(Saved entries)
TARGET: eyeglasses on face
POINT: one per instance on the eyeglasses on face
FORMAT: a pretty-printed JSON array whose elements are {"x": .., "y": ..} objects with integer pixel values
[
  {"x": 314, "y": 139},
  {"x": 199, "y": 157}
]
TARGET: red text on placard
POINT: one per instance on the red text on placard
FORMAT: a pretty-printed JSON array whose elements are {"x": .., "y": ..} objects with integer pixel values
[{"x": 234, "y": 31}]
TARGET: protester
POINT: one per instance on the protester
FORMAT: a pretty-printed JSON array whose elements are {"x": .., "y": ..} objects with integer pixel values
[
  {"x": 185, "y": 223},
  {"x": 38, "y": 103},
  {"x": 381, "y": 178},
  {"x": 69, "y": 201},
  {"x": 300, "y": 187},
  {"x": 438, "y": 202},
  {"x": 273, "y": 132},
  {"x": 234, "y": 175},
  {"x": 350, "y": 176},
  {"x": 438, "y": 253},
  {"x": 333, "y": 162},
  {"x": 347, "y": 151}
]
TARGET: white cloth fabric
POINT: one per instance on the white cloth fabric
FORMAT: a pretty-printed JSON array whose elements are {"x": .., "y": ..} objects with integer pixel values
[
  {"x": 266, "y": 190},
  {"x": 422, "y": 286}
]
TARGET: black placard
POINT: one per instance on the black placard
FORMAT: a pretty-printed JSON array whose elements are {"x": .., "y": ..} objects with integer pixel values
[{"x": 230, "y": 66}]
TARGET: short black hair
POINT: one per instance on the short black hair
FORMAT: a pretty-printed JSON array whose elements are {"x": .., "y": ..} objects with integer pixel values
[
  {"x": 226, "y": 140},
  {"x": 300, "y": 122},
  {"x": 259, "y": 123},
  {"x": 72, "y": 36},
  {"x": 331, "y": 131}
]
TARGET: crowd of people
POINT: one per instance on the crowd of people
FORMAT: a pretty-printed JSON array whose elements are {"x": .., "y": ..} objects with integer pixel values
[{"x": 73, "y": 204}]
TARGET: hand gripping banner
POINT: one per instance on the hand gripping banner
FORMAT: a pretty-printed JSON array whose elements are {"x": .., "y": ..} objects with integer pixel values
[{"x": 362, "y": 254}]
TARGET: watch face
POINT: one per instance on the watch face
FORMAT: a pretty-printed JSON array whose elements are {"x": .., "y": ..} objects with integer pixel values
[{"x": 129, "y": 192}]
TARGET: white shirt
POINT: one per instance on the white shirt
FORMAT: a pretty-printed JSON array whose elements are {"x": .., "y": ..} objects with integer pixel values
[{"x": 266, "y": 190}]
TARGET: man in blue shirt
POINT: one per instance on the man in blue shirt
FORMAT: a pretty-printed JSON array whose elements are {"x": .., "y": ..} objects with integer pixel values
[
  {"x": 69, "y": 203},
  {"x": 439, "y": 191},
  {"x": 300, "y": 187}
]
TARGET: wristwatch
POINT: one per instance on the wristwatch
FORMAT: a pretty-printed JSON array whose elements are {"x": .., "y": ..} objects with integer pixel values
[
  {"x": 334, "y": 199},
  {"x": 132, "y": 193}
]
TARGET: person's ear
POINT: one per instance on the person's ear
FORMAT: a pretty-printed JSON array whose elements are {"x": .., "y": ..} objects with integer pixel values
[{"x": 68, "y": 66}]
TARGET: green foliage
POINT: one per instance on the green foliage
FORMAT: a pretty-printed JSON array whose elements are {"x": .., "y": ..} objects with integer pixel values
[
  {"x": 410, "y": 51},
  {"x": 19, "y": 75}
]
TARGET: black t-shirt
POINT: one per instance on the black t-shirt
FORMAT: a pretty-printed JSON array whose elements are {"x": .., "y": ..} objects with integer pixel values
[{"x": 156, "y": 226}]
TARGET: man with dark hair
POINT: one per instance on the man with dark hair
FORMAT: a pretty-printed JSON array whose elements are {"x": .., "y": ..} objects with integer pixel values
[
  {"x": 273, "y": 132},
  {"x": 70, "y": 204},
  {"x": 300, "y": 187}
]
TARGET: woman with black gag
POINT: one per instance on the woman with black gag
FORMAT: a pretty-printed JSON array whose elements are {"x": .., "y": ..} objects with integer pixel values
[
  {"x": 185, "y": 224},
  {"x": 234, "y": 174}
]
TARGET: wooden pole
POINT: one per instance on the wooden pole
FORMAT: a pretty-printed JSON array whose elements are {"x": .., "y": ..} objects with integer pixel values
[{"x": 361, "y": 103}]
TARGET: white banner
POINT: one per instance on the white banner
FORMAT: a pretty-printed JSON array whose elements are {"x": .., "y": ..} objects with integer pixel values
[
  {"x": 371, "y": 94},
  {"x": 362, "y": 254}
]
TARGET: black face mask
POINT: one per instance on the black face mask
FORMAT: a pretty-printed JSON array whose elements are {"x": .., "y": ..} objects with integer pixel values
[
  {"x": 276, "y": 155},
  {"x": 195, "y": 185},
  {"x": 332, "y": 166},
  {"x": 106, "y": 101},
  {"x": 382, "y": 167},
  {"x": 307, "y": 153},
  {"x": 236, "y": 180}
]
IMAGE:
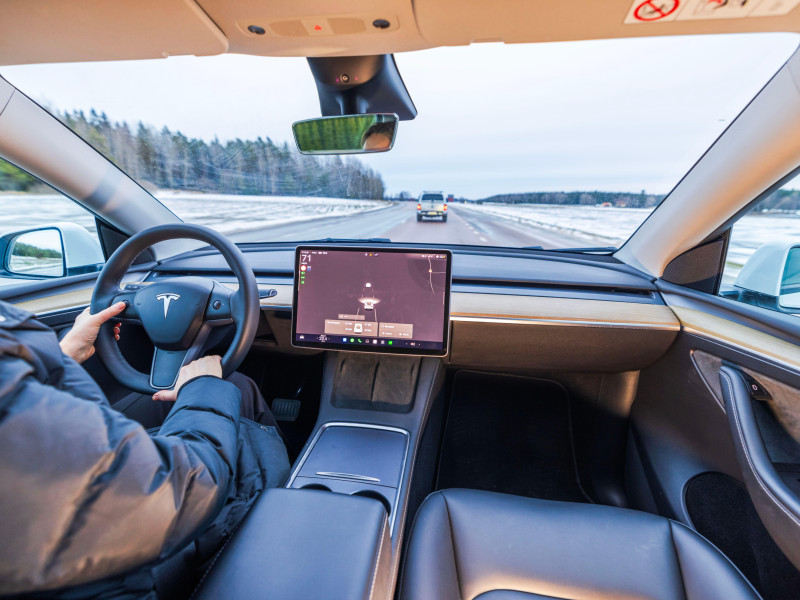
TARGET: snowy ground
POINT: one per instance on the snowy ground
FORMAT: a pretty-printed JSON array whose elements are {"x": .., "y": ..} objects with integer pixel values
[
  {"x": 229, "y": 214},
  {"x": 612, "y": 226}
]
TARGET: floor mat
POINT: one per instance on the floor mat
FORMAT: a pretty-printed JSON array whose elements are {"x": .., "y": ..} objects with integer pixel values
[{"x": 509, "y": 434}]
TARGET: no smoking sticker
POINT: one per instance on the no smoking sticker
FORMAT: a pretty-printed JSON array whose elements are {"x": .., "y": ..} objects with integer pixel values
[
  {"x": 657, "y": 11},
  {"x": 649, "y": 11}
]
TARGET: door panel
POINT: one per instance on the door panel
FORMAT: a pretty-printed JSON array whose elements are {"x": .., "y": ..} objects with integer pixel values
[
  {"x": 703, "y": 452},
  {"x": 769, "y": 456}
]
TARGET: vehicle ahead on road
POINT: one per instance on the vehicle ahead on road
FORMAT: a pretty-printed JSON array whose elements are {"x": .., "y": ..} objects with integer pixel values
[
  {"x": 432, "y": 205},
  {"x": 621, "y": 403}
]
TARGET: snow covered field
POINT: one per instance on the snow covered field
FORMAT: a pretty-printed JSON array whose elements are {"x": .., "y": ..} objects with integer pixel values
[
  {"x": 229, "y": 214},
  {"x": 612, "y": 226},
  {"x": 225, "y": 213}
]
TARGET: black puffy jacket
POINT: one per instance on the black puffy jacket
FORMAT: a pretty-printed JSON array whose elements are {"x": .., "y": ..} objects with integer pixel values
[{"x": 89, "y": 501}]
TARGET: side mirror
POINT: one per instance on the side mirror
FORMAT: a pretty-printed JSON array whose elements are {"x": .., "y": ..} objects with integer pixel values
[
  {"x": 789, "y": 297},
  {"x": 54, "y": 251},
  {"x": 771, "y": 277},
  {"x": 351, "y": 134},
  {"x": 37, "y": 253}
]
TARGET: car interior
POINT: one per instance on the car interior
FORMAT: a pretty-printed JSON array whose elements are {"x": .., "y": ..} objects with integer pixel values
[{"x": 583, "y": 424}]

...

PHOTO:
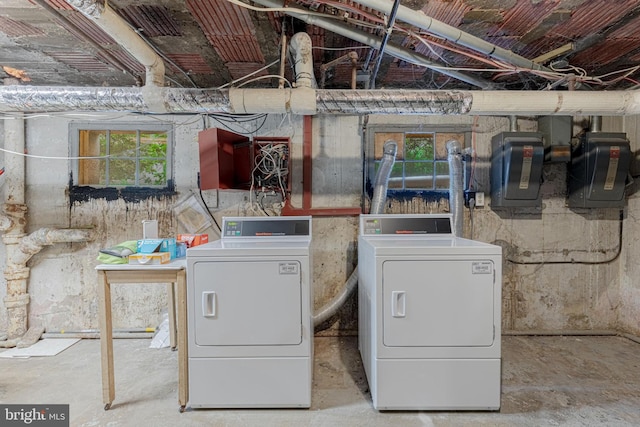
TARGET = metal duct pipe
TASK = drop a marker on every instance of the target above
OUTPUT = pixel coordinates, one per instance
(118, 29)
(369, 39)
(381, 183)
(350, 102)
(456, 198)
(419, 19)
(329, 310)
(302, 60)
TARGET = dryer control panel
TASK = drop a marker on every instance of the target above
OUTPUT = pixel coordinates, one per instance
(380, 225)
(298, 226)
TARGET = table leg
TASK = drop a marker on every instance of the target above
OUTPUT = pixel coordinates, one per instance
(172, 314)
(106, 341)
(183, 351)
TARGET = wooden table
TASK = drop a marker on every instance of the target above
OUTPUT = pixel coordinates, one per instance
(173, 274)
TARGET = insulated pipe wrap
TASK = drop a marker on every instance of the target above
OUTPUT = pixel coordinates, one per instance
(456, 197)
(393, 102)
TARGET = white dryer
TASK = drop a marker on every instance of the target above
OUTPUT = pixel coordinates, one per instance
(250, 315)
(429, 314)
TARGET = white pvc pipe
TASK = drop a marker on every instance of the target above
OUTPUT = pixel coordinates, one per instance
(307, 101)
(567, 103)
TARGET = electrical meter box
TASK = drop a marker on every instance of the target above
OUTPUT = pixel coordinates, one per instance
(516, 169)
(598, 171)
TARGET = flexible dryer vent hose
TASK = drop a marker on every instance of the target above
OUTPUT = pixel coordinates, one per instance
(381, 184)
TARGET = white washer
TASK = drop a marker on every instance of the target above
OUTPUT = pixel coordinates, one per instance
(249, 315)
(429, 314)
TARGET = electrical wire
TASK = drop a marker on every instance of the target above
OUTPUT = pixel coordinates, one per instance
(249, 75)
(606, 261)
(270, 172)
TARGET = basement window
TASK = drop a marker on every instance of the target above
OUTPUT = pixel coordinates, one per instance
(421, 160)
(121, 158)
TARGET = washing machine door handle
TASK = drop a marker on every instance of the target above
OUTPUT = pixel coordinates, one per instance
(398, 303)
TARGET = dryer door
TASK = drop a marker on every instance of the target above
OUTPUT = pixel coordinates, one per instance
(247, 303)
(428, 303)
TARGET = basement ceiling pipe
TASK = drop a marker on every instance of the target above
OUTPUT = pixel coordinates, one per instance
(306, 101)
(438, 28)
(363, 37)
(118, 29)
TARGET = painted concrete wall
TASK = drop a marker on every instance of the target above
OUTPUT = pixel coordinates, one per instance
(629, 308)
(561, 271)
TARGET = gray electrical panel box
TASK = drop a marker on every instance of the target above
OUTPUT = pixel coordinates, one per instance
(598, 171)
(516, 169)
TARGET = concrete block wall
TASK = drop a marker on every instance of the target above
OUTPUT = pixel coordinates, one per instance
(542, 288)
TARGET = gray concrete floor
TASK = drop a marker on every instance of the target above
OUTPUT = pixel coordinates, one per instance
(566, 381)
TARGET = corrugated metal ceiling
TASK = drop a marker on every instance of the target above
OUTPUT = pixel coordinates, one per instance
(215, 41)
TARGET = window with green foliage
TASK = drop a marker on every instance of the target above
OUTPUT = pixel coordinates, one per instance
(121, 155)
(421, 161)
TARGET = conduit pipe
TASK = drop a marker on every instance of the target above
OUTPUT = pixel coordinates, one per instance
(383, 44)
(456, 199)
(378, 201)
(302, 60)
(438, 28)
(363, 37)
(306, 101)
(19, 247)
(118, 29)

▶ [PROBLEM REQUIREMENTS] Print, without alteration, only the lines above between the one holding "TARGET: man in blue shirt" and the one holding "POINT: one per instance on the wristwatch", inclusive.

▶ [EXPECTED ANSWER]
TARGET: man in blue shirt
POINT: one per instance on the man in blue shirt
FORMAT: a pretty-printed JSON array whose elements are {"x": .., "y": ..} objects with integer pixel values
[
  {"x": 69, "y": 203},
  {"x": 439, "y": 191},
  {"x": 300, "y": 187}
]
TARGET: wristwatch
POINT: one per instance on the wristwatch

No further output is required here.